* [PROBLEM DETAILS]: Transcribe precisely those lines of the listing that fall between the line containing "The component shall mark one dot per instance of the black" and the last line, inclusive of both.

* [EXERCISE INPUTS]:

'''

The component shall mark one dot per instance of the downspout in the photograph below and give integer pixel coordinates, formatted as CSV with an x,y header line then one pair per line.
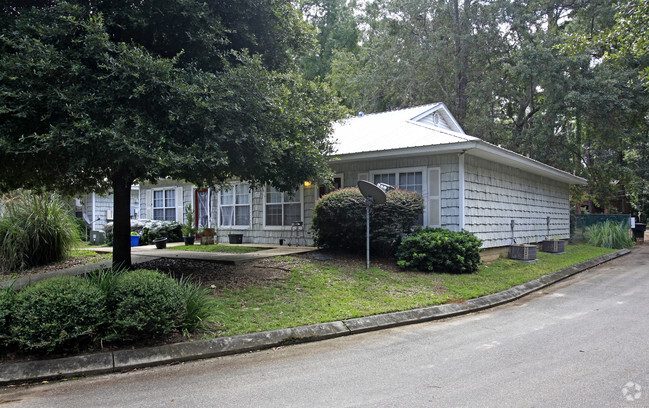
x,y
92,226
461,188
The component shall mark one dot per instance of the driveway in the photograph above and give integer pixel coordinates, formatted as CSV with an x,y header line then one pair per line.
x,y
581,343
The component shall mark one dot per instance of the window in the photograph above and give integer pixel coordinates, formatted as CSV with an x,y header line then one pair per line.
x,y
164,205
411,180
282,208
336,184
234,206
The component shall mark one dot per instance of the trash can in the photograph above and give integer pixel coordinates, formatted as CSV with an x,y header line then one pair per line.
x,y
235,238
638,232
160,243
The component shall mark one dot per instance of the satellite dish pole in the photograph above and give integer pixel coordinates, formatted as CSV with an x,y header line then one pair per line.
x,y
373,195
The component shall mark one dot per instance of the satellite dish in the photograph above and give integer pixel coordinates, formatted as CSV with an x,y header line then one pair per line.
x,y
371,192
373,195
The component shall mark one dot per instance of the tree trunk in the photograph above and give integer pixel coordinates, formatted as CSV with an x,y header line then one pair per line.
x,y
121,222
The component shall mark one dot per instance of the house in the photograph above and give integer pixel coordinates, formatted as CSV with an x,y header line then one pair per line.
x,y
500,196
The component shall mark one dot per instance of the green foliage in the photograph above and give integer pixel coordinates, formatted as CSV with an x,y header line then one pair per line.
x,y
440,250
144,304
610,234
57,314
97,96
339,220
198,304
7,300
35,229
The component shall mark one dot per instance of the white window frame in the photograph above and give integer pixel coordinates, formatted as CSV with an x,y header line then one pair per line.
x,y
233,187
341,176
165,207
282,227
424,188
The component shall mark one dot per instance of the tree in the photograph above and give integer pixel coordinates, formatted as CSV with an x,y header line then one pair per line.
x,y
99,96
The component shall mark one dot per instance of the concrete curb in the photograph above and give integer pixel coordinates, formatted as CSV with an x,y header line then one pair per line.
x,y
120,360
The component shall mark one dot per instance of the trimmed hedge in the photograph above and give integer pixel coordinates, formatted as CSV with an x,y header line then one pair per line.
x,y
7,299
144,304
57,314
440,250
339,220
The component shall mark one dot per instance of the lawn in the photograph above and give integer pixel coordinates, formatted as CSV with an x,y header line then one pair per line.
x,y
314,291
217,248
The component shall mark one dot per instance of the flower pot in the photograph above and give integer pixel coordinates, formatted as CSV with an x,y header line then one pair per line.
x,y
160,243
235,238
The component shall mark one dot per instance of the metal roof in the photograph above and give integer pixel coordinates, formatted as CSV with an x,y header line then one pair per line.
x,y
403,133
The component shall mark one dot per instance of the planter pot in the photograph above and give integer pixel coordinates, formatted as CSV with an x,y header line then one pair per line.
x,y
638,232
523,252
160,243
235,238
553,246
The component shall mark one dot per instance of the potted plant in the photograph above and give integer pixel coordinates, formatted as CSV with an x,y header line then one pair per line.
x,y
188,229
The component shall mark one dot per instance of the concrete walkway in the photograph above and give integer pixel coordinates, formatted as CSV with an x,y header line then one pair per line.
x,y
149,252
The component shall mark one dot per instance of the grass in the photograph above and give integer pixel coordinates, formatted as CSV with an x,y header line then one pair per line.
x,y
316,292
217,248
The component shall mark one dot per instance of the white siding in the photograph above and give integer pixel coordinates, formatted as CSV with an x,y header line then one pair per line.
x,y
496,194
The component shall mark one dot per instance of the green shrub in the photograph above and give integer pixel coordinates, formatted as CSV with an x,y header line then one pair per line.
x,y
57,314
144,304
7,299
35,229
610,234
440,250
339,220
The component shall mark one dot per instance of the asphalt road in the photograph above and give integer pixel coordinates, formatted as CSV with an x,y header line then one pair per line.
x,y
581,343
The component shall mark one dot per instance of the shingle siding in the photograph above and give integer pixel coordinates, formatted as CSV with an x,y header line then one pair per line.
x,y
496,194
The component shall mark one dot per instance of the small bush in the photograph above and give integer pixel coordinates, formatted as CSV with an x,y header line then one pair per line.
x,y
339,220
440,250
610,234
144,304
35,229
57,314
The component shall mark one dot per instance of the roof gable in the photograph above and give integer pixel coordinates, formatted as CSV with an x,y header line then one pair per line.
x,y
438,116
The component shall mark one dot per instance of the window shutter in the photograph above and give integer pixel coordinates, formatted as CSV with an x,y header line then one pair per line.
x,y
434,202
179,204
148,204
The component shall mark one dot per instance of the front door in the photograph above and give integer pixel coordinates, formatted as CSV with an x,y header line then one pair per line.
x,y
202,206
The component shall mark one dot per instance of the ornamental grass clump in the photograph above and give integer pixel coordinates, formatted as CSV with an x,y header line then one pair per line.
x,y
610,234
440,250
35,229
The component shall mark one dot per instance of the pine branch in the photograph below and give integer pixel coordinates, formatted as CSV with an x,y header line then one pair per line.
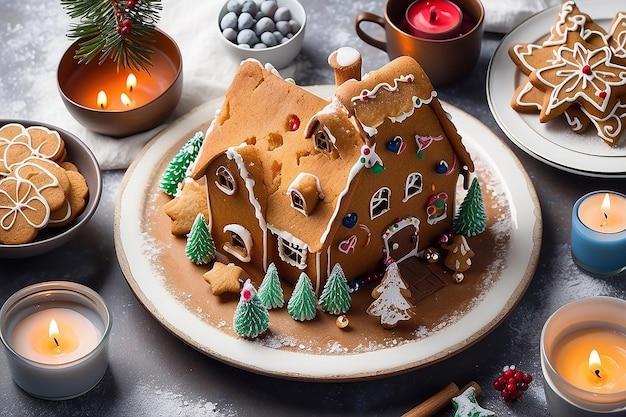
x,y
121,30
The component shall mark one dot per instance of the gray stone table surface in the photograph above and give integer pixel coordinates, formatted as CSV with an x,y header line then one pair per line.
x,y
152,373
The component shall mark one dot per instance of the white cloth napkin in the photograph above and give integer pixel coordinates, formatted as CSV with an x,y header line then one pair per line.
x,y
503,15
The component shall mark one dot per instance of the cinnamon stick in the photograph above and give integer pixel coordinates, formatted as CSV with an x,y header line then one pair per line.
x,y
440,400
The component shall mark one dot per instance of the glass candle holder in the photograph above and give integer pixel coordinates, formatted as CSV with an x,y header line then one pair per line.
x,y
56,337
583,358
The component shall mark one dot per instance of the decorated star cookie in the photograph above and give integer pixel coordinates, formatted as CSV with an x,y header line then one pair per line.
x,y
466,405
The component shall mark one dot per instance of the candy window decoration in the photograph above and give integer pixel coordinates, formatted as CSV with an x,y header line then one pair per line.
x,y
380,202
414,185
225,180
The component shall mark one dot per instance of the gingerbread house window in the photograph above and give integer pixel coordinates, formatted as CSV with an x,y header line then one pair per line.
x,y
305,192
240,243
379,204
225,180
414,185
292,251
322,140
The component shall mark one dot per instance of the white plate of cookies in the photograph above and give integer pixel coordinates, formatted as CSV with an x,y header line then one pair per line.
x,y
50,186
560,142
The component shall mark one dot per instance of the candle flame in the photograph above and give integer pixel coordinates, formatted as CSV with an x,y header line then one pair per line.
x,y
606,206
125,99
595,364
102,99
53,331
131,82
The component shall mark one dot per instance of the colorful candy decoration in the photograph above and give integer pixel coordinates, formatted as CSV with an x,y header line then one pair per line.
x,y
293,123
424,142
371,160
512,383
350,220
347,246
396,145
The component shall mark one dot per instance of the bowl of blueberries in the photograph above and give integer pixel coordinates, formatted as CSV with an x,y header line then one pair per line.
x,y
270,31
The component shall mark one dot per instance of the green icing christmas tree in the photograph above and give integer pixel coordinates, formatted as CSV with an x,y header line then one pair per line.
x,y
335,297
270,291
176,170
200,247
471,218
301,305
251,317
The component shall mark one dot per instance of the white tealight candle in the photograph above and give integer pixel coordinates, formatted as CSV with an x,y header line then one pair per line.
x,y
56,336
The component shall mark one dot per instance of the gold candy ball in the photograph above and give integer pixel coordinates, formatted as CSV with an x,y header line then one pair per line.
x,y
431,255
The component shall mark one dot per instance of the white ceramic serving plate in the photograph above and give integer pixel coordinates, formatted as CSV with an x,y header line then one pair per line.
x,y
553,143
135,247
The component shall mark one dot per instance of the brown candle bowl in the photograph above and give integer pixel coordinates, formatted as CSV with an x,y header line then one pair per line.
x,y
120,123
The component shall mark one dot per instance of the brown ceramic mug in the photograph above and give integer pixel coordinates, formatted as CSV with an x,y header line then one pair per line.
x,y
444,60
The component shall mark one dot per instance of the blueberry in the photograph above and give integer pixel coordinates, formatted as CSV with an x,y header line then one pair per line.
x,y
245,21
247,37
268,7
230,34
233,6
269,39
229,21
282,14
265,24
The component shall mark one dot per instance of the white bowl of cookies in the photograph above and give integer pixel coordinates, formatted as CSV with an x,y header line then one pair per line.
x,y
50,186
270,31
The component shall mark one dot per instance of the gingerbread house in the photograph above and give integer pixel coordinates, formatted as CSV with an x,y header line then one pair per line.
x,y
306,182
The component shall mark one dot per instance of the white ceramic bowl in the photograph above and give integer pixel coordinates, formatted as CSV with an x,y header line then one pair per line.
x,y
50,238
280,55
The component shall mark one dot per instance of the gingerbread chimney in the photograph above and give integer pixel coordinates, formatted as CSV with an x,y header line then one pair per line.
x,y
346,62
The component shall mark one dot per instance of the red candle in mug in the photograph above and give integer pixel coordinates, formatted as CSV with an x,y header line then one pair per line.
x,y
434,19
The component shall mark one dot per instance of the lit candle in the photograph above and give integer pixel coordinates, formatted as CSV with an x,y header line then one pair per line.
x,y
102,99
434,19
132,101
583,358
56,337
131,82
598,234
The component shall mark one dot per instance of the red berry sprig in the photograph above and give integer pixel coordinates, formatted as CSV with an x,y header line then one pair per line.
x,y
512,383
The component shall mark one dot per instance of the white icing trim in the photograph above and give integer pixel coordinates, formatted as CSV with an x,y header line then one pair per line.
x,y
245,236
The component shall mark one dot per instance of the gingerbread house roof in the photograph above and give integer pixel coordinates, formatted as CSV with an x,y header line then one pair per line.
x,y
264,126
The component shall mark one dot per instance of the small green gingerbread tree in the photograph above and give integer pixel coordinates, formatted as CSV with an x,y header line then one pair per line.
x,y
302,304
270,291
200,247
335,297
251,318
471,218
176,170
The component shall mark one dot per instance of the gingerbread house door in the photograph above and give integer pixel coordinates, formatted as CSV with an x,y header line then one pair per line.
x,y
401,239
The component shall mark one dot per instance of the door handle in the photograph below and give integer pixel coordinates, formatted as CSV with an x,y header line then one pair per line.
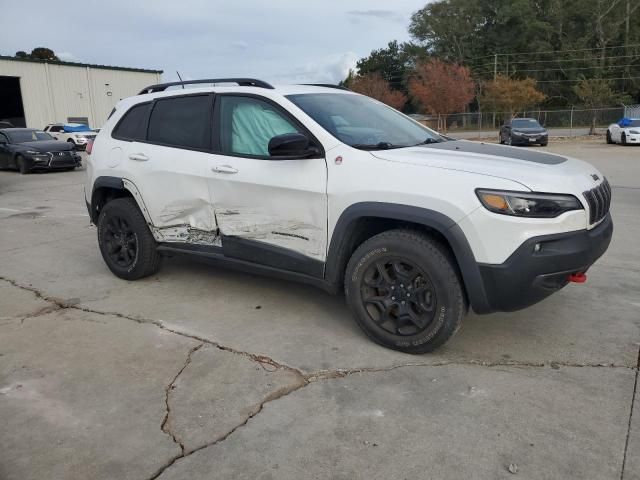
x,y
224,169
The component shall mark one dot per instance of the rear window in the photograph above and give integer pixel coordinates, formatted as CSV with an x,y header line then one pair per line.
x,y
181,122
133,124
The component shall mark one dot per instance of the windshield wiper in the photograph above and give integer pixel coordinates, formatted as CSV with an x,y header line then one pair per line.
x,y
428,141
376,146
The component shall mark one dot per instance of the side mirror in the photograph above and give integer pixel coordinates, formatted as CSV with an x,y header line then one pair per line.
x,y
291,145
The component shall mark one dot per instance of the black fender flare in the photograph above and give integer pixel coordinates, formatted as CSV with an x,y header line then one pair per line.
x,y
449,229
113,183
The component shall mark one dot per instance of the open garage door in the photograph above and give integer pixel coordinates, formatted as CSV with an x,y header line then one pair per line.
x,y
11,109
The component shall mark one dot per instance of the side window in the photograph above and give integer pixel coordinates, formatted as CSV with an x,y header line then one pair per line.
x,y
247,124
133,125
181,122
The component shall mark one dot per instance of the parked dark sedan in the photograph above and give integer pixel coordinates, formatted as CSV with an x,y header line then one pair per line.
x,y
27,149
523,131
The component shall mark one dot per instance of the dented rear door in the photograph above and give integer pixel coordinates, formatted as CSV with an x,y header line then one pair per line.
x,y
260,202
171,170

'''

* [EXERCISE RESULT]:
The component shall mark one dot per instance of the black fender flare in the photograph above and give integer pixel coordinates, formatted as CSV with an x,y header line then one pair per line.
x,y
449,229
113,183
The component shall mark one dot per instance of the open garage door in the photograph above and give integer pixel coordinates, formatted as CSV with an x,y header line then one pair per line.
x,y
11,109
The component shall mark one dot per instance of the side window in the photograph above and give integer pixel coordinates, formatted as CSV with an x,y header line then one pair per line.
x,y
247,124
133,125
181,122
The component shall mark one dot per instance of the parked dark sedan in the photograph above and give integer pixel coordinates, formatted as CSV with an x,y header line then one pair per line.
x,y
27,149
523,131
The component shall mark one dot per instance of the dented rear door in the photograph above and give integer pixel coordinates, formatted as CSV with an x,y header line then one pair per line.
x,y
260,202
171,170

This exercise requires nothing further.